● **Data listing**

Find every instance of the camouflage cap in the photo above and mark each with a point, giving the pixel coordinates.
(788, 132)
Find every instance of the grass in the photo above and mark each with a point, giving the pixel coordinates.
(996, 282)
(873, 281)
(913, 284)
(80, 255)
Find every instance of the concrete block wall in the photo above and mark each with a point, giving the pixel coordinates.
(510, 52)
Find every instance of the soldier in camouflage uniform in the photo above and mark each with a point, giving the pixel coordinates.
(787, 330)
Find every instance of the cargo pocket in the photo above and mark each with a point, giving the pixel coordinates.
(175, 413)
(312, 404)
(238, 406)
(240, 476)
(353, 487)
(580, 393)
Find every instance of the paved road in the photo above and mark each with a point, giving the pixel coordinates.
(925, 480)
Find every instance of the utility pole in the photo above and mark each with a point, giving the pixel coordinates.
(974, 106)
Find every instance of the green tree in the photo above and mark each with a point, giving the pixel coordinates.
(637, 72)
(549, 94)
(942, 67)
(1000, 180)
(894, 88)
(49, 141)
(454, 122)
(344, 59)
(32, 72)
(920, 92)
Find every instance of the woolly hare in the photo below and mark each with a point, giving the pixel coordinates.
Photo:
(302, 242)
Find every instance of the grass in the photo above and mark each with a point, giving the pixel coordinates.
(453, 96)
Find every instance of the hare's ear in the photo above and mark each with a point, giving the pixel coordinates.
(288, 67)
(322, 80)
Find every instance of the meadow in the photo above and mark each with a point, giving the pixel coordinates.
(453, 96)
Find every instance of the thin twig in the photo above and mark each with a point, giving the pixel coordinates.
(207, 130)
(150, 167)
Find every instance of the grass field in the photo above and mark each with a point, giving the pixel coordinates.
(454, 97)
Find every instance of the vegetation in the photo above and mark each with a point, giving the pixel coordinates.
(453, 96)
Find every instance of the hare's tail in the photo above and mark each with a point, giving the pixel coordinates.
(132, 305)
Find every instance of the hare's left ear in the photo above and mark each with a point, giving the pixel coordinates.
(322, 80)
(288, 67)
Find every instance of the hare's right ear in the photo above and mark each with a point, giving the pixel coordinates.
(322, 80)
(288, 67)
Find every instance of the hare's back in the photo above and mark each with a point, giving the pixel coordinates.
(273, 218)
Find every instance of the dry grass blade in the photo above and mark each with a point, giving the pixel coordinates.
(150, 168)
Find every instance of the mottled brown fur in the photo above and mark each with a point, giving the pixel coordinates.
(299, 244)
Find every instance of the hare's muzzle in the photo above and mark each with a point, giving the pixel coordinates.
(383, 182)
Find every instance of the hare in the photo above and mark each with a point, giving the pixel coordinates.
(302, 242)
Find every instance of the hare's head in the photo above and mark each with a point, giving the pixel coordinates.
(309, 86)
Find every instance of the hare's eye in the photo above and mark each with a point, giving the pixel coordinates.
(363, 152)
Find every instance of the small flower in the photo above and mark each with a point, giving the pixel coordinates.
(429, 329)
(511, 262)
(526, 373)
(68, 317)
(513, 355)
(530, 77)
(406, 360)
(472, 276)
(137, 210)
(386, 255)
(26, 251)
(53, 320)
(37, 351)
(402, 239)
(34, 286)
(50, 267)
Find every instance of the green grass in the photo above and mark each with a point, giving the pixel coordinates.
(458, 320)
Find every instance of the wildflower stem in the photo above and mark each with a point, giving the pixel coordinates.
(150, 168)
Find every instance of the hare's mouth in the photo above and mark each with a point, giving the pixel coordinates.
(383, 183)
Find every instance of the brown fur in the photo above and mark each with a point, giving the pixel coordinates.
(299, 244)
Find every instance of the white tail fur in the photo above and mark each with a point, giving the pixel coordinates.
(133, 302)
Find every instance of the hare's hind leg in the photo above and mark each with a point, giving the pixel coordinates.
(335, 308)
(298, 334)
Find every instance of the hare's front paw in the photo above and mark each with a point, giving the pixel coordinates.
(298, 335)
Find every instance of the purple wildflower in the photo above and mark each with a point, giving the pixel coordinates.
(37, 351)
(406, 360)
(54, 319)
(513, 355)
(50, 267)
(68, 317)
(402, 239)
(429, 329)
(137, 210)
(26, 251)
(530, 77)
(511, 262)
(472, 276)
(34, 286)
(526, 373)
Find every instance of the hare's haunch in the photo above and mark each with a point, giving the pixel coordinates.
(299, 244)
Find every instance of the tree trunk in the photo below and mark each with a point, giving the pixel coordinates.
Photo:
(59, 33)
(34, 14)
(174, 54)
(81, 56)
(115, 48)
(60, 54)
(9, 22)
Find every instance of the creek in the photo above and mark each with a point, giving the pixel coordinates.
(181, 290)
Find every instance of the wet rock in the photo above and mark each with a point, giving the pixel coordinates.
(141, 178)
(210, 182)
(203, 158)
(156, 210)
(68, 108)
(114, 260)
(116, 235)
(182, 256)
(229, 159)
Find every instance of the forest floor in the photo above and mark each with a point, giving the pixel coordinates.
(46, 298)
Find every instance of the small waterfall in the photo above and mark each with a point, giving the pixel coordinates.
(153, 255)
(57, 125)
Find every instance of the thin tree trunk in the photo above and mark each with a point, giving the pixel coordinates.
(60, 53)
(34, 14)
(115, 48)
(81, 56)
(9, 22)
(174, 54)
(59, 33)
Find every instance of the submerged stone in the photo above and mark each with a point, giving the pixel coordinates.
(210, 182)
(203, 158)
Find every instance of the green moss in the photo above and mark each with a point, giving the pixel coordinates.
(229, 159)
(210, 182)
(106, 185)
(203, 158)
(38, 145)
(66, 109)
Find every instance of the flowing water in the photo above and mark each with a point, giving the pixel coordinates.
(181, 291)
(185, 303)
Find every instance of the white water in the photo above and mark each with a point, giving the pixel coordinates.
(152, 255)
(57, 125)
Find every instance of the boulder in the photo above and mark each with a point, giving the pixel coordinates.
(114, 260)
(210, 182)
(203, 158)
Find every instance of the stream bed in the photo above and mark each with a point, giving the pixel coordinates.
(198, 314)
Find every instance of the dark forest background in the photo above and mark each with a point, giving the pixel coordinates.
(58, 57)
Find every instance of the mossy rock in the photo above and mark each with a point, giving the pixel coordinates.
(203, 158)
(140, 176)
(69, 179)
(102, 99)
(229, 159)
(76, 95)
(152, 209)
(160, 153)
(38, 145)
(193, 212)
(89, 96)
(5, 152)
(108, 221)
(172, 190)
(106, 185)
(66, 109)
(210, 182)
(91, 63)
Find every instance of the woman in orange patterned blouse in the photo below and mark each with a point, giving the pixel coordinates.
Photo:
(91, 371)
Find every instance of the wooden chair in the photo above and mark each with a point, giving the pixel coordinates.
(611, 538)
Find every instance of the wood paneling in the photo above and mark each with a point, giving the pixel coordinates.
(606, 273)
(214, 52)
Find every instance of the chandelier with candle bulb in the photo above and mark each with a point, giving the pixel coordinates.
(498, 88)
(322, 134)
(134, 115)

● **Instructions for the task**
Can you rescale the material from the line that has "Find every instance of the chandelier" through the end of the material? Write those lines out again, request line included, multiplying every point coordinate by 2.4 and rounding to the nearest whole number, with halves rounded up.

● **Response to the exercise**
Find every instance of the chandelier with candle bulb in the photo above and mark each with a point, giving the pixel coordinates.
(1195, 211)
(773, 322)
(322, 276)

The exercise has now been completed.